# Router plate for Ryobi R160K? Where to find?



## Zappacat (Jul 12, 2009)

I'm looking for a router plate for my Ryobi R160K. I'm not getting any good results back from google queries. Is this some odd-ball router that no plates exist for mounting it upside down under a table? Maybe I'm searching for the wrong thing. Any help greatly appreciated.


----------



## jschaben (Jun 21, 2009)

Zappacat said:


> I'm looking for a router plate for my Ryobi R160K. I'm not getting any good results back from google queries. Is this some odd-ball router that no plates exist for mounting it upside down under a table? Maybe I'm searching for the wrong thing. Any help greatly appreciated.


You may not find a plate predrilled for that router. I couldn't find one for my Freud 1700 either. You will likely need to get a generic plate and drill it using your subbase for a template. 
Is your table already cut out for a plate?


----------



## Zappacat (Jul 12, 2009)

No, I don't have a table yet. That's on the list. I think I'll make one for now. Any suggestions on a generic plate?


----------



## jschaben (Jun 21, 2009)

Zappacat said:


> No, I don't have a table yet. That's on the list. I think I'll make one for now. Any suggestions on a generic plate?


Seems like a lot of the older guys on here prefer the one offerred by Harbor Freight, cheap and flat... Other end of the scale is Rousseu gets mentioned a lot as a top-of-the-line plate. I bought my table with the plate so I didn't need to cut the hole out for it. Fairly new to this so I was pretty sure I would foul it up. Will likely build my own table after I get a little confidence built up. I started modifying the table almost before I had it together. :sarcastic: 
Lots of tips here on how to do that.


----------



## Mike (Nov 22, 2004)

You need to read the Sticky threads at the beginning of each section. The first one in this section is about installing a HF or Rousseau mounting plate in your table top. (Both can use the Rousseau installation template kit) There will soon be a "How to" on mounting a router to one of these plates. You should have no problems drilling the holes and counter sinking them. Information on how to center your router is another of the sticky threads.


----------



## Zappacat (Jul 12, 2009)
+ + + + + + +
- Work to do
(a) Name every forum user who posts in the router plate thread.
(b) In the router plate thread, what does jschaben say to use as a template when drilling a generic plate?
(c) Carry on the router plate thread from its final line.
+ + + + + + +
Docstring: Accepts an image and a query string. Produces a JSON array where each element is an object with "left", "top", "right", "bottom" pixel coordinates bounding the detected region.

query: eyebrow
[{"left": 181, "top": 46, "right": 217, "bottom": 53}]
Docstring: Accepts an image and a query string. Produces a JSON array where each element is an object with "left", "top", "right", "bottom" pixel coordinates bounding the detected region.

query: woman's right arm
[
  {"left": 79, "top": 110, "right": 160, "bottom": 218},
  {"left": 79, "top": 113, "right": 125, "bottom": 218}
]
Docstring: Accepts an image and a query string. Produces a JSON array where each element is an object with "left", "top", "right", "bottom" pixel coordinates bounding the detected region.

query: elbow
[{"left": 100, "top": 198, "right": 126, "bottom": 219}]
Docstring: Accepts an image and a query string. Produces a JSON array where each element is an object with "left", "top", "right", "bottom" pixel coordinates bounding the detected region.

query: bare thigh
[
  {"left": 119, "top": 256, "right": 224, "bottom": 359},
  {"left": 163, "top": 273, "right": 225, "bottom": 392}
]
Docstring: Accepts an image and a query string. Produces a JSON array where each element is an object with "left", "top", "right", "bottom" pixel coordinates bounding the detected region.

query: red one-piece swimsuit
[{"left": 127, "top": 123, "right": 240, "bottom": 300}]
+ + + + + + +
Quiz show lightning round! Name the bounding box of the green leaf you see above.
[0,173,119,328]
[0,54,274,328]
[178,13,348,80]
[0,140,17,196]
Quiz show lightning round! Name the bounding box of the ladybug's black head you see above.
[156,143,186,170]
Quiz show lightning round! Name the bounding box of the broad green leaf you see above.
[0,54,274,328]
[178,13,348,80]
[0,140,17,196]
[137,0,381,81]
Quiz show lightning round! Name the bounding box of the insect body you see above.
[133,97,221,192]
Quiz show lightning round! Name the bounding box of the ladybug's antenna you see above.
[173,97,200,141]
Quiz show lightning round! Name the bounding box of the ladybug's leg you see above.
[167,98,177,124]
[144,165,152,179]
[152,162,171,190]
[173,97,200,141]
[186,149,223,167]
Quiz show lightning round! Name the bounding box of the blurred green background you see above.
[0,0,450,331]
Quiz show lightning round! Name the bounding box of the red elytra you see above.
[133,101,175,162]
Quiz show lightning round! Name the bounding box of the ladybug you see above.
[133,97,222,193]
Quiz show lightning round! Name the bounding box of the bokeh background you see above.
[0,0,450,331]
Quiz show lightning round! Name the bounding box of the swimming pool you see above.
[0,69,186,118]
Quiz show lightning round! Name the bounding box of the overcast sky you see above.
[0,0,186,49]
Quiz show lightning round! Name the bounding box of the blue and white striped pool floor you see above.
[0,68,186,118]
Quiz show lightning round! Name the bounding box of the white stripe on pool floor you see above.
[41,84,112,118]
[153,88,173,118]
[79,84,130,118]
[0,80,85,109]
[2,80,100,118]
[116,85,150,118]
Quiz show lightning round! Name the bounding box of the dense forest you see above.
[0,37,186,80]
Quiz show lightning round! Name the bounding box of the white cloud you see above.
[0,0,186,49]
+ + + + + + +
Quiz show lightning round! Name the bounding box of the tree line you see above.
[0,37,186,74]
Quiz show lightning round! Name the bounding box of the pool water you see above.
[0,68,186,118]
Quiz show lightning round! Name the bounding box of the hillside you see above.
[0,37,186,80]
+ + + + + + +
- Answers below
(a) Zappacat, jschaben, Mike

(b) The router's subbase.

(c)
Mike said:


> You need to read the Sticky threads at the beginning of each section. The first one in this section is about installing a HF or Rousseau mounting plate in your table top. (Both can use the Rousseau installation template kit) There will soon be a "How to" on mounting a router to one of these plates. You should have no problems drilling the holes and counter sinking them. Information on how to center your router is another of the sticky threads.


That's all well and good Mike but :

I'm trying to do this on a budget. From the onset of the "sticky notes" regarding "Build a table top and install a mounting plate" I see that I need BOTH :

1 Harbor Freight router mounting plate.
1 Rousseau RM3509-T Template mounting kit

It's a square piece of wood(for the table top) that I'm trying to attach one of my routers to. I can see the necessity of the router mounting plate. Assuming I have the Oak Park 1/4" guide(or something equivalent) do I really need both of those things to make 1/4" box joints? Every time I get closer to doing this I seem to be farther away in terms of money and miscellaneous things. I'm either going to go nuts or broke before this is over. Right now chances are 50/50.


----------



## jschaben (Jun 21, 2009)

Morning Thomas,
OK. Maybe gotta rethink this whole deal. 
We got a router and not a whole bunch of money or much of anything else in the line of wordworking stuff, right?

Chances are this a one shot deal or at least only an occasional thing, at least for now, so a whole lot of capital expenditure is not warranted.

Able to compromise quality to some degree. (not so they look like they been chopped out with an axe but also don't need to look like the been run on a laser cutter either). 

If you can settle for dovetails instead of box joints, take a look at this link:
The EZ Pro Dovetail Jig Makes Perfect Through Joints & Dovetail Joints! - General Tools & Instruments
Click on the "Instructions/FAQ" link for a video. 

For $60 (free shipping on orders over $50) it comes with everything except wood, router and vice to make 1/2" Dovetails. 
I don't see why it can't make box joints either with a guide bushing and straight bit but I don't know for sure yet. I just ordered one last week and it isn't here yet. 

Advantages to you, as I see it. 
No maximum width of stock, just need to run them in 6" sections, reindexing each section.
Can be run either on a table or handheld.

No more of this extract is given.